(Image point annotation entries)
• • • • •

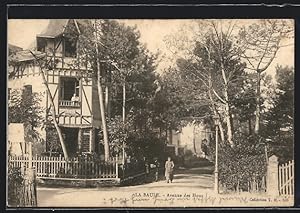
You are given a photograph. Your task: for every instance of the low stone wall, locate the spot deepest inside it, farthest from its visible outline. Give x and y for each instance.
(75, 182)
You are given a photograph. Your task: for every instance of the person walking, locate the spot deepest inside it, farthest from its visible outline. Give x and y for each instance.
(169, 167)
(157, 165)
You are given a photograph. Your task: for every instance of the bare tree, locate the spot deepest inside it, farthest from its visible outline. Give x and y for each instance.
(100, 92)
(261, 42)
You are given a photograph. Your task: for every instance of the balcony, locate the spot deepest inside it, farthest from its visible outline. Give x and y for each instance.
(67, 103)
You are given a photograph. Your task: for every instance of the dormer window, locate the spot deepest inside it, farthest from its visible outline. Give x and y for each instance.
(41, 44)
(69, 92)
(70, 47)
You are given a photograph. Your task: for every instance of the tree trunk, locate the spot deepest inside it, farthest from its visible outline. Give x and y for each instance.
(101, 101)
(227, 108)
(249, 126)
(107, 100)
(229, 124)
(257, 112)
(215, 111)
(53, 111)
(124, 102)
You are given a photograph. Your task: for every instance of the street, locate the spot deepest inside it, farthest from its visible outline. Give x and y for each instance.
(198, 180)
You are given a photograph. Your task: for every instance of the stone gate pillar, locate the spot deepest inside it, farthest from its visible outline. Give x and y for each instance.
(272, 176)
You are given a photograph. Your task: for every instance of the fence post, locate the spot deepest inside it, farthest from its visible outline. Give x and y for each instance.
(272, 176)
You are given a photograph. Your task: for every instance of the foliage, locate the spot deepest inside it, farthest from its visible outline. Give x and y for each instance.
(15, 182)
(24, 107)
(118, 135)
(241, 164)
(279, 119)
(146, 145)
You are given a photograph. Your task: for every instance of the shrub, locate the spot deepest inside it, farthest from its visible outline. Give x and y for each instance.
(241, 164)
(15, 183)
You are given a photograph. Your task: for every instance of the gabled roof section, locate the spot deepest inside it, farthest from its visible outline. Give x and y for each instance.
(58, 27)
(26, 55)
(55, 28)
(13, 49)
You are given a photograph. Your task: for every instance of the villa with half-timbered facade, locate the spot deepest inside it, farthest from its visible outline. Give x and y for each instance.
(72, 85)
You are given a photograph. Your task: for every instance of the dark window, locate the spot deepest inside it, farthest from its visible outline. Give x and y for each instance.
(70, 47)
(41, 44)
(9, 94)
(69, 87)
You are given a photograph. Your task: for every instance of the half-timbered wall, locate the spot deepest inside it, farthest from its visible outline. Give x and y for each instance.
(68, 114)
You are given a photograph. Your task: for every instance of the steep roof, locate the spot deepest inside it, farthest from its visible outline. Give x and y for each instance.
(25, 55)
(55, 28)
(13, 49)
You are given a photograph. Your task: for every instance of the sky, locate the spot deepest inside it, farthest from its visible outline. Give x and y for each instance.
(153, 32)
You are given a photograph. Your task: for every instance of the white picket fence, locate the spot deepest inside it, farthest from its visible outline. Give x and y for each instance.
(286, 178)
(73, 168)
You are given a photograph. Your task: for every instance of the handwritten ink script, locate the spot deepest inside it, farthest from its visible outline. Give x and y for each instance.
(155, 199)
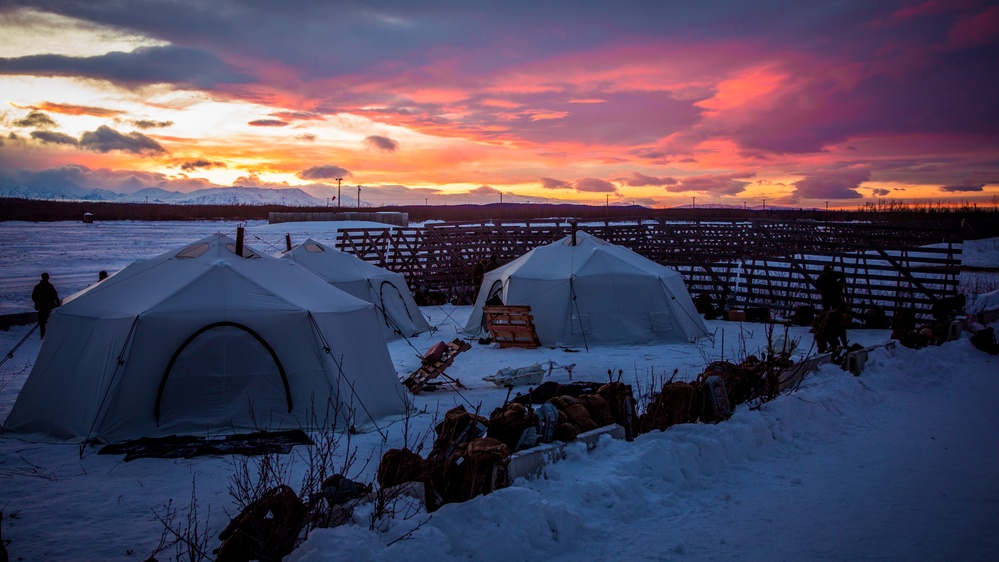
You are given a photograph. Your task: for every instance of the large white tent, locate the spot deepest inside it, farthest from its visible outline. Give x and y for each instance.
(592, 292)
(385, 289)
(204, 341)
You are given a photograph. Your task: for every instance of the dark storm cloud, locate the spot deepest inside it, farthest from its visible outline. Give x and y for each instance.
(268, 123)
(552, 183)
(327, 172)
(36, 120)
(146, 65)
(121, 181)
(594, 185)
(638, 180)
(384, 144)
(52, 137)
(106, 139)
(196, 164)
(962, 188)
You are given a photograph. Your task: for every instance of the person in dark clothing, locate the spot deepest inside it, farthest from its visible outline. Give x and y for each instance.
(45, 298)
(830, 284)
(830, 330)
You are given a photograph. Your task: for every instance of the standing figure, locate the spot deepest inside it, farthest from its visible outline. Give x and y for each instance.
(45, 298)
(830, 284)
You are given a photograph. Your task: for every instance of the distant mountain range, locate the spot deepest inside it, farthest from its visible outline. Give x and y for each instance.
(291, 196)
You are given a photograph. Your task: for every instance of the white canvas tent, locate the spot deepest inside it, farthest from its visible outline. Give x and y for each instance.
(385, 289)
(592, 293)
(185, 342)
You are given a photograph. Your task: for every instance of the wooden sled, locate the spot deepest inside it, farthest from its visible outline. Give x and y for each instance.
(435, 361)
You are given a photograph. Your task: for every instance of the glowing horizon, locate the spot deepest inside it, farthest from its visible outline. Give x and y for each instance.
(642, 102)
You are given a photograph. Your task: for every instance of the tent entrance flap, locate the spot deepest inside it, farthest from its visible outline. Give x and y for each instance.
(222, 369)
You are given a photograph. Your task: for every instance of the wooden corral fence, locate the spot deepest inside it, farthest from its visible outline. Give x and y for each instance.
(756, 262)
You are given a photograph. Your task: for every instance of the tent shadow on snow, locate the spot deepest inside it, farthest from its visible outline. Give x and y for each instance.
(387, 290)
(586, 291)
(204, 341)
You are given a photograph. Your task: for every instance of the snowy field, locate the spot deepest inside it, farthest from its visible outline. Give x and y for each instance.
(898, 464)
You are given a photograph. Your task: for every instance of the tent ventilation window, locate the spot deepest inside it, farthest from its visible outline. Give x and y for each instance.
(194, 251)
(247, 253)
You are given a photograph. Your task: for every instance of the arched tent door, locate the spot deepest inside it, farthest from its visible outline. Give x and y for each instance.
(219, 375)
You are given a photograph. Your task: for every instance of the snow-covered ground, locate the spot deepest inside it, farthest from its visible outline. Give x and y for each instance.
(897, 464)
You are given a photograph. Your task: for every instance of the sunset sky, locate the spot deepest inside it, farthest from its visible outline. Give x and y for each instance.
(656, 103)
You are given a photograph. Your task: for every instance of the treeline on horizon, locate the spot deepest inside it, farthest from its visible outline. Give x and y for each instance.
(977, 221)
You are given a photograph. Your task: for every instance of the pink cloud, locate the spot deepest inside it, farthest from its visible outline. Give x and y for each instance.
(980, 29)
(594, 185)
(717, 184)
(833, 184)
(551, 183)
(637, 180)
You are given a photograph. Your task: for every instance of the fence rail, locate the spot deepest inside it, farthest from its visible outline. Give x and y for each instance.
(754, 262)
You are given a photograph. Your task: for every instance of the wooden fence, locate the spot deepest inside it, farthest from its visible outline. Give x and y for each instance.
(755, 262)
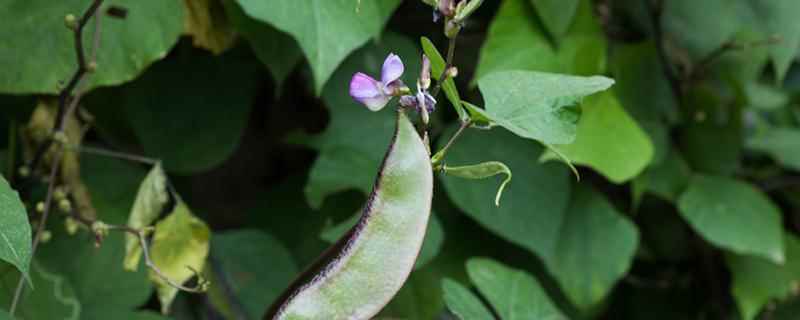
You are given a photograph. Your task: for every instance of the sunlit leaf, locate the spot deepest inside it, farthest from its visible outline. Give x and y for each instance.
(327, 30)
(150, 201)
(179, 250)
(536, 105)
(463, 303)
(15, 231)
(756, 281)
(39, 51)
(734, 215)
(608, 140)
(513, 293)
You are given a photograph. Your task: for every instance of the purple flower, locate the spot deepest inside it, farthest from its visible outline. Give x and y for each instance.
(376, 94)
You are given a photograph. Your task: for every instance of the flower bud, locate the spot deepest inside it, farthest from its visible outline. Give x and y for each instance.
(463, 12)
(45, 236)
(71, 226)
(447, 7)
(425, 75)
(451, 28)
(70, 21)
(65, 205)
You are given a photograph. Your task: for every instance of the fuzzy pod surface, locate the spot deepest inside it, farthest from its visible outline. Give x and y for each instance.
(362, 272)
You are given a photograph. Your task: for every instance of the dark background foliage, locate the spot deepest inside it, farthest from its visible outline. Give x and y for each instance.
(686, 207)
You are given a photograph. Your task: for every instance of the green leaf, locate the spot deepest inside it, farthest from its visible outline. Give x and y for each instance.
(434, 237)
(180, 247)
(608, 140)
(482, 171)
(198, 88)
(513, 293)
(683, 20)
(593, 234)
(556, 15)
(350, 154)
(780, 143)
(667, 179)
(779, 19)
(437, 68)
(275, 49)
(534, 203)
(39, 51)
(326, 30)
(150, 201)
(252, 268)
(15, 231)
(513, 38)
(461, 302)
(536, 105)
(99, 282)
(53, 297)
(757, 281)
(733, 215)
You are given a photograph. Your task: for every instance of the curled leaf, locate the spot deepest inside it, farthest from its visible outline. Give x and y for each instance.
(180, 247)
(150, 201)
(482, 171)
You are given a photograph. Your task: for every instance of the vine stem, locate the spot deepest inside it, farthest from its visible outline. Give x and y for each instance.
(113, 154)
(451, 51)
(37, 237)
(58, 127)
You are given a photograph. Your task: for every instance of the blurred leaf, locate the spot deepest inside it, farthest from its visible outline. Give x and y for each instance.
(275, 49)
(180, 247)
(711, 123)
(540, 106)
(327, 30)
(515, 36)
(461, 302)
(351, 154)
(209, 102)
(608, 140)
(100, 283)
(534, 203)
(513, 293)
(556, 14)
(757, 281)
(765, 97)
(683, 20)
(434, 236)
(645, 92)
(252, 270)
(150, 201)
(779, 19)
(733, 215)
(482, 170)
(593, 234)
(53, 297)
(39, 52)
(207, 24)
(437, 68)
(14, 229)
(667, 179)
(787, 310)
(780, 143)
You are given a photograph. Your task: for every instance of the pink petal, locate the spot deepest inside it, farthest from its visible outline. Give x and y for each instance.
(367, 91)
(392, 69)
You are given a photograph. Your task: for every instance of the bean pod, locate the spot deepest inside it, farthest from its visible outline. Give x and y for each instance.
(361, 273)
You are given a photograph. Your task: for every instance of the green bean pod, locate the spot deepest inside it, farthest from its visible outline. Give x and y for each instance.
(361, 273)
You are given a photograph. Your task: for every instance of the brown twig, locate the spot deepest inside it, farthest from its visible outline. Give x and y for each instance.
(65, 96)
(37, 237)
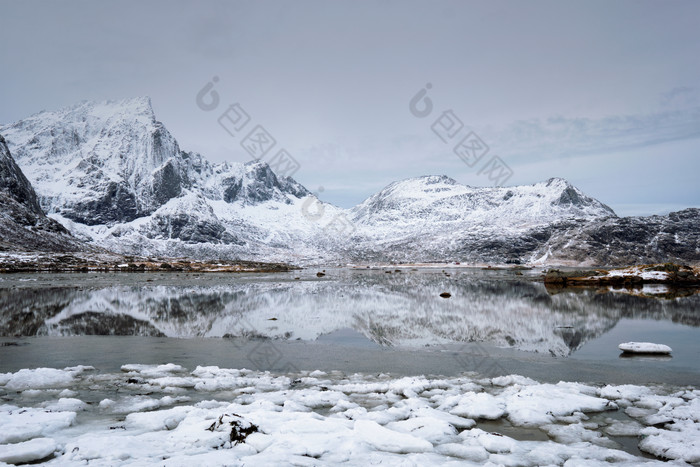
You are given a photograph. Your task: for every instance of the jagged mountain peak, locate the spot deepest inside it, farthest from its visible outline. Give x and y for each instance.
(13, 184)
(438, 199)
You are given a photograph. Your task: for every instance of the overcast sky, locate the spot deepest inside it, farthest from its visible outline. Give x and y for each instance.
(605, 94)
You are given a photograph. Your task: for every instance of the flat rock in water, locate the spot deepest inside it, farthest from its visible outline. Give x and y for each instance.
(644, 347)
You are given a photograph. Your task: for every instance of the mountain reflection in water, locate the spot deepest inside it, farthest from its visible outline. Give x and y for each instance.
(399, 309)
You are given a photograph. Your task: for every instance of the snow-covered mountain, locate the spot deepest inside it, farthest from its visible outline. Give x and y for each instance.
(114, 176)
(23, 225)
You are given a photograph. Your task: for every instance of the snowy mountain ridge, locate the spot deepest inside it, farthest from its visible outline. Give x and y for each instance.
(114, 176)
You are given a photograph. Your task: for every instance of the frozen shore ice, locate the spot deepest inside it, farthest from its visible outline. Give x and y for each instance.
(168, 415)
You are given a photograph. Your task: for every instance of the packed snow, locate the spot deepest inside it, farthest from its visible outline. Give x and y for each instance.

• • • • •

__What is needed__. Would you give again, word for word, every line from the one with "snow-covered mountain, locate" through the final line of the listing above?

__Solution for this problem__.
You are given a photograph. Your task: for every instance of the snow-covered mountain, locate the spot deepest inside it, farthest from its visible outline. Give x and y for each instance.
(114, 176)
(23, 225)
You are given a photograph. Your task: for every instance of the snowy mountain ridge, locate the spot deepest inside it, farthest from its visible outline. Give x and y for each instance.
(114, 176)
You are given a photograph. Your task: for every instance of the frozen shore ice, locate the spot deepest inside it, farthest from its visible outline. Give x and y for each instance.
(168, 415)
You are given a photograph. Your task: for every instance of the packed snow, locate the spot deepest inside it, farthest from its visible outline. Give x and y for each instance.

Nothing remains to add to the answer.